§ Phrase grounding data
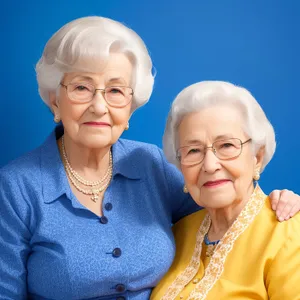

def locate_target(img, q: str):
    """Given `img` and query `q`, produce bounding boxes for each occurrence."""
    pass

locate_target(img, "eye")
[220,142,235,148]
[71,83,93,93]
[107,87,125,95]
[76,85,89,91]
[187,148,202,155]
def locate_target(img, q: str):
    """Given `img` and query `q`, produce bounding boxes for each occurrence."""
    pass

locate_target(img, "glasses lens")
[105,87,132,107]
[178,145,205,165]
[67,83,94,102]
[214,138,242,159]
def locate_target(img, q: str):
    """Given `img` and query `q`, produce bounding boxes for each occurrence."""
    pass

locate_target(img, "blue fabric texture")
[0,126,200,300]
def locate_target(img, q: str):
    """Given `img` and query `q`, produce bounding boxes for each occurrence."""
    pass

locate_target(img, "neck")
[206,183,255,241]
[58,134,111,180]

§ Your instructions
Exactly as written, give the entries above again, with no images.

§ Answer to the problem
def locate_target(img, q: str):
    """Given `img` and query `q`, produce bounding boxes for each occurrence."""
    pass

locate_target(img, "eye")
[220,142,235,148]
[71,83,93,93]
[107,87,125,95]
[76,85,89,91]
[187,148,202,155]
def locate_target(img, q: str):
    """Given `img` and query `q`, produce bounding boxes for each occurrence."""
    pass

locate_target(img, "glasses lens")
[105,87,132,107]
[178,145,205,165]
[67,83,94,102]
[214,138,242,159]
def locate_target(img, q: str):
    """Given `img` and query `q`, produce bounding boxes for each occurrence."""
    pass

locate_target(img, "blue fabric texture")
[0,126,200,300]
def locate_target(img, q: str):
    """Given `img` and query `q`, produce bounding boxes for each occurrence."""
    pass

locate_target(img, "neck")
[206,183,255,241]
[58,134,111,180]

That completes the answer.